MATERIAL FOR THIS EXERCISE >>
***
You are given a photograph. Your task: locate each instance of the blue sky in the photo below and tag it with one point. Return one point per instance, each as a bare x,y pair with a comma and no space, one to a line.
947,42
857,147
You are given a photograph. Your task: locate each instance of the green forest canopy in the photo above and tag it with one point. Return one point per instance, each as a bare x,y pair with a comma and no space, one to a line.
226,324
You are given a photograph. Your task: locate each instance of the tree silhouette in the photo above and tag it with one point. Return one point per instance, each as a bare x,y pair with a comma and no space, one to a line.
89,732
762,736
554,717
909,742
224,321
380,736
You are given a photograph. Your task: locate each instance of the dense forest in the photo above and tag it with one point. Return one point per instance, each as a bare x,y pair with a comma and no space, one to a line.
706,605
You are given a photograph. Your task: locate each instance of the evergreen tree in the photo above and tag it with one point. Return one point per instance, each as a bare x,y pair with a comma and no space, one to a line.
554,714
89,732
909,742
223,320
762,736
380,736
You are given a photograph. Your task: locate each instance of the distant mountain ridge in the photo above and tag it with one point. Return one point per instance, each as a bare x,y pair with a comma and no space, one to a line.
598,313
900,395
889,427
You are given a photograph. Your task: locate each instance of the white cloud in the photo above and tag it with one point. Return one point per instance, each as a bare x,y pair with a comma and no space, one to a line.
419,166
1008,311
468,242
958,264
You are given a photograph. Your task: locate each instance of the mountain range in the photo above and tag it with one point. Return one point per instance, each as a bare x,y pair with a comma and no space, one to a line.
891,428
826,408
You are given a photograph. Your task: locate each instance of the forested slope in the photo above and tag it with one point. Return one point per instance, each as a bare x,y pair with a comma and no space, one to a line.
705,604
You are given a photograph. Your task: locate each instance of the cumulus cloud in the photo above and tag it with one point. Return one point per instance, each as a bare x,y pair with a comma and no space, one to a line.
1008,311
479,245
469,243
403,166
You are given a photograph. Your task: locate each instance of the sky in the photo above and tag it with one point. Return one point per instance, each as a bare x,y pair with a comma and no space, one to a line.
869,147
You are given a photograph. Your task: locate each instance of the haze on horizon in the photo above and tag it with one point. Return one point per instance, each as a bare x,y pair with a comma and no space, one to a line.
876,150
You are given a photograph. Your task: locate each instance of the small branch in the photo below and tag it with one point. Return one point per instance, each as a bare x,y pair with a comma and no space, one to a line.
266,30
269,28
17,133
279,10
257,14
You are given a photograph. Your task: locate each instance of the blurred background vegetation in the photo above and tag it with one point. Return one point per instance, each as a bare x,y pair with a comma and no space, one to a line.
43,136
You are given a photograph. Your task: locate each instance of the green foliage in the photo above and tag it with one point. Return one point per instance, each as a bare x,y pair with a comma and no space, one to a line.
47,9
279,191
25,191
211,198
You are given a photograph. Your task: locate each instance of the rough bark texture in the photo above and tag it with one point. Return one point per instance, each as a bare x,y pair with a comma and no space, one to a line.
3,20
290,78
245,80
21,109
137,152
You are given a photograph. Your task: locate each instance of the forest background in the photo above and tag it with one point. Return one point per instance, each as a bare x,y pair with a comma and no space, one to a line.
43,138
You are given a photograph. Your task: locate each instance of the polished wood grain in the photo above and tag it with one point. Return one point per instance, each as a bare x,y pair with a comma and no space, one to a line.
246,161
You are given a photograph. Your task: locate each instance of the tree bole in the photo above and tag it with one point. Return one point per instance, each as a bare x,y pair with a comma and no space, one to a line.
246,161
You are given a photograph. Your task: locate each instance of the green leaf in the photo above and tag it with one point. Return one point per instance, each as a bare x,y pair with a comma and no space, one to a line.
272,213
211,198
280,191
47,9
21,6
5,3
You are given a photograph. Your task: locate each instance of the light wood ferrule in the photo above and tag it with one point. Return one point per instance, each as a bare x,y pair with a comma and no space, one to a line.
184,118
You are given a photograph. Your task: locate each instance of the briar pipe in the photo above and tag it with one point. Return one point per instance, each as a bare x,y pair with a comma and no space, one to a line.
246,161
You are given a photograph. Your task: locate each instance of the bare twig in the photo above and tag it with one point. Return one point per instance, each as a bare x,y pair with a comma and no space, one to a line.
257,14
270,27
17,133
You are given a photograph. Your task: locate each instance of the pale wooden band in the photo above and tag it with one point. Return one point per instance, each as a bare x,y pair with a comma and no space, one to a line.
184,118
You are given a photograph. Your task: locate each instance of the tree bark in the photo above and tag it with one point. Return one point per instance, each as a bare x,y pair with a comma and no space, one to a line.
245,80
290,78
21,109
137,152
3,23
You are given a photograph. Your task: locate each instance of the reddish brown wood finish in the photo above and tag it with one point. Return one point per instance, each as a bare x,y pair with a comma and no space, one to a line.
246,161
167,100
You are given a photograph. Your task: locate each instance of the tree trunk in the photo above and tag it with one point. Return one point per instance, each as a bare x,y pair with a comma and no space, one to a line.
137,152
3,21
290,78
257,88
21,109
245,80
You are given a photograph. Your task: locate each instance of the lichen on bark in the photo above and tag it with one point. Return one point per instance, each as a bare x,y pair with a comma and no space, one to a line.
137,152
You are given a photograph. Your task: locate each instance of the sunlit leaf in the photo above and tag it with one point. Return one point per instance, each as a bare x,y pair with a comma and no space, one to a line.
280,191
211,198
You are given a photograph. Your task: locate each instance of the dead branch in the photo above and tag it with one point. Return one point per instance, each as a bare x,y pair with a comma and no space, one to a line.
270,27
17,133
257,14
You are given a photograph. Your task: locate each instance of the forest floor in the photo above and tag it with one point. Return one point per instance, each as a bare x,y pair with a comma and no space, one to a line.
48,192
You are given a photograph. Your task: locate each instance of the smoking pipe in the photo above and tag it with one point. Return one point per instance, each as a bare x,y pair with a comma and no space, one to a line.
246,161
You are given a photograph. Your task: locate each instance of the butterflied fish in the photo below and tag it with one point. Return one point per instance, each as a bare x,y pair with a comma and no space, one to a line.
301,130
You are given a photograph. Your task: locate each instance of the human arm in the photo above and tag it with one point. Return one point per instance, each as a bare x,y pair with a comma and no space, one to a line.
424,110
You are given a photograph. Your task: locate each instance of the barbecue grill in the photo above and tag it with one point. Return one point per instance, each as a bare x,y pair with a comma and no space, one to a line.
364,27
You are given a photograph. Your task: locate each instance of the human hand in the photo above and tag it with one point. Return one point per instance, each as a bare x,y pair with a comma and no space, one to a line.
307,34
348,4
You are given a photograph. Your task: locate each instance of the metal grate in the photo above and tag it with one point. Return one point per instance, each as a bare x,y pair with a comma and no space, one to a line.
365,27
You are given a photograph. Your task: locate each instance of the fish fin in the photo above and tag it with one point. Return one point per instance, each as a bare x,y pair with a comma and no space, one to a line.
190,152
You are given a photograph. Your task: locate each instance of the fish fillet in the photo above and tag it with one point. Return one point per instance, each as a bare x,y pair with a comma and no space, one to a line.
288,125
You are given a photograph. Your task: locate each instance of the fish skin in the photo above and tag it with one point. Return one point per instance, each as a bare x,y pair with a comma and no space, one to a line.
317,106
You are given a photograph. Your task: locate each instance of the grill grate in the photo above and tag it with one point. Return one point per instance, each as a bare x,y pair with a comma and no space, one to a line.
***
REQUIRED WORK >> Print out every entry, keeping each one exact.

ANSWER FOR THE TASK >>
You are given a photograph. Your task: locate each instance of the blue sky in the photo below and tag it with one point. Return one point per instance, each as a bare x,y pair with a comma and no space, one to a line.
947,42
857,147
You are given a photograph. Your task: locate each instance of the green forest canopy in the photo above and tag it with one point. Return one point per instance, each as a bare x,y pair with a comma and no space, one to a line.
226,324
You are given a photograph. Your task: locate each instance of the tree silhouette in the photo above and tag it with one point. Return one point per instance, each as a bare x,y pair with a comma and no space, one to a line.
89,732
762,736
554,717
909,742
224,321
380,736
You are given a photograph. Your task: locate each instance of the dense forest in the photo above and tag it with one point. Return one point per instance, each as a bare x,y pair with a comma and no space, one to a line.
706,605
You are given a photograph. Your task: locate each instance of the evergreen tree in the photo above and tag it with one point. Return one point per instance, each as a bare x,y pair with a comma and no space, one to a line.
554,714
89,732
909,742
223,320
762,736
380,736
You are given a photograph. Your task: locate each instance of the distant mountain ridge in the photo above and tag it with one point. Return one point per instance, each as a bare x,y pair with a comma and no space, one to a line.
598,313
900,395
889,427
You are given a photograph. Your task: locate each instance of the white cloud in the photo above and tag it with one point. Return one point per instance, each as a bare x,y pair with a comma and no space, one to a line.
419,166
1008,311
468,242
958,264
You are given a photograph. Your task: locate each instance of the mountain range in the photo above and tag it with one point. Return one point per instance, each as a bare x,y pair with a comma and no space, one to a line.
891,428
826,408
You are given a photograph. Your task: locate each instance of the forested slope in the photo above and tag it with one point. Return one point per instance, each as a bare x,y pair with a comma and no space, one to a line.
705,604
You are given a photograph. Your task: locate each instance of the cumulus cloud in the photo above and tag it with one point. Return one point per instance, each as a bare x,y pair with a comma and no space, one to a line.
1008,311
479,245
469,243
403,166
You are given a photograph. Your task: locate each instance of the sky in the photo above and tag it with one point. Return one point per instance, each as a bare x,y pair with a comma and no space, one to a line.
869,147
You are given a photograph. Your task: locate each instance of the haze on horizon in the photo above and tag it with one point. Return one point per instance, each as a bare x,y pair with a comma and no space, one to a line.
876,150
You are given a photograph. Your task: locate each instance of the small branch in the photo below and tag it with one point. Return one point per instance, each as a bare x,y pair with a comma and no space, one to a line.
266,30
269,28
17,133
279,10
257,14
You are given a photograph. Your task: locate each instance of the blurred background vegetation in the photo above and tag it with one point. Return one point per instance, each as a bare x,y pair with a comma and no space, one to a line.
43,136
You are given a photograph. Your task: locate each instance of the green foliage in the photo above and tag it with one point. Return one point per instance, each as a bare x,y pair with a comma and no space, one to a line.
47,9
279,191
25,191
211,198
You are given a photograph. Your task: locate each instance of the rough bark texture in the photo above and tag it with one point. Return one point per instance, each as a bare x,y pair with a comma and no space, one to a line.
3,20
290,78
245,80
21,109
137,152
You are given a photograph. Your task: locate each instance of the forest background in the photo above and tag it with one point. Return one point per instance, each as a bare x,y pair with a comma and no space, one to a line.
43,138
You are given a photograph. Your task: locate each instance of the polished wood grain in the photo above and tag it with one point. Return one point per instance, each as a bare x,y pair with a comma and no space, one to a line.
246,161
You are given a photograph. Your task: locate each instance of the tree bole in the photo above and tag it with one point. Return one point per instance, each as a bare x,y pair with a comma and no space, one to a line.
246,161
You are given a photograph. Your task: locate each instance of the green leaf in the photo above and tag it with one point. Return one point per instance, each as a bare x,y pair with a comma and no space, one to a line.
272,213
211,198
280,191
47,9
21,6
5,3
You are given a photograph. Your task: locate each instance of the light wood ferrule in the photo above and tag it with one point. Return one point per instance, each as a bare x,y pair with a comma and no space, one to a line.
184,118
You are given a photograph. Your task: locate each instance of the briar pipe in the photo above and tag it with one point. Return one point per instance, each as a bare x,y pair with a comma and no space, one to a line.
246,161
You are given a photograph. Your task: locate each instance of the bare twig in the photo above and tag it with one point. Return one point per instance, each as a bare x,y pair with a comma and no space, one to a line.
257,14
270,27
17,133
You are given a photograph. Your task: locate each instance of the pale wooden band in the photo above and tag it with one point. Return one point per instance, each as a bare x,y pair with a comma and no space, one to a line.
184,118
You are given a photograph. Your task: locate each instance of the tree bark in the photo above and tag it with one point. Return one point per instance, each as a bare x,y pair with a comma and no space, one to a line.
245,80
290,78
21,109
137,152
3,23
You are given a photograph. Your task: locate each instance of the reddish brown wood finish in the photo above and tag it with one point. Return one point per instance, each as a bare x,y pair with a comma and no space, one to a line.
246,161
167,100
You are given a photograph. Your task: locate each instance of the tree trunk in the photo above and tag it with one point. Return one point per instance, each as a bare x,y pair with a comma and no space, one to a line.
137,152
3,21
290,78
257,88
21,109
245,80
You are given a photograph. Your task: locate each instance of the lichen on bark in the photo above and tag it with one point. Return one point per instance, each as a bare x,y pair with a comma and no space, one to a line.
137,152
You are given a photograph. Your task: locate each instance of the sunlit leaf in the photo above and tag it with one point. Return one point per instance, each as a bare x,y pair with a comma and no space, one to a line.
280,191
211,198
You are given a photograph. Your task: locate each instance of the dead branch in the photo above and tag it with one point. Return one point per instance, each as a bare x,y pair with a comma and no space, one to a line.
270,27
17,133
257,14
You are given a photograph. Your task: locate each instance of the forest floor in the photo above and tag it with one point. Return one point per instance, each as a bare x,y pair with a comma and no space, one to a line.
48,192
You are given a photograph. Your task: locate each instance of the smoking pipe in the photo above and tag it with one point. Return one point per instance, each as a bare x,y pair with a comma and no space, one to a line.
246,161
You are given a photograph. Your task: locate each instance of the butterflied fish in the photo below and tag it with one point. Return one point per instance, each as a bare x,y pair with a comma and no space, one to a line.
301,130
You are given a photograph. Your task: locate each instance of the human arm in the photo above and tag it with one point. Return one point per instance, each as a bare x,y pair with a comma and no space, one to a line.
424,110
You are given a photograph. Your task: locate each instance of the barbecue grill in the photo above and tag it with one point. Return one point per instance, each as a bare x,y pair with a comma and no space, one to a line.
364,27
You are given a photograph. Your task: locate each instance of the human hand in the photo above and tag it with one point. Return one point per instance, each as a bare x,y pair with a comma and no space, one to a line.
307,34
348,4
You are given a photograph. Your task: locate each instance of the metal grate in the photo above and tag it with one point. Return one point per instance, each as a bare x,y pair with a comma and no space, one to a line.
365,27
You are given a photograph. Your task: locate each instance of the fish fin in the photo above and tag it with one point. Return one point per instance, each as a bare x,y pair with a comma and no space, one to a line.
190,152
You are given a photograph. Your task: locate each instance of the fish fillet in the photo above and tag it with one point. Return one point per instance, each as a bare x,y pair with a comma and no space, one to a line.
288,125
You are given a photograph. Your task: locate each instance of the fish skin in the photo above and tag it with one point. Return one point per instance, each as a bare x,y pair with a comma and no space, one to a line.
317,106
You are given a photograph. Your task: locate each instance of the grill grate in the photo above and tag it with one point. Return one point per instance, each as a bare x,y pair with a comma and no space, one to a line.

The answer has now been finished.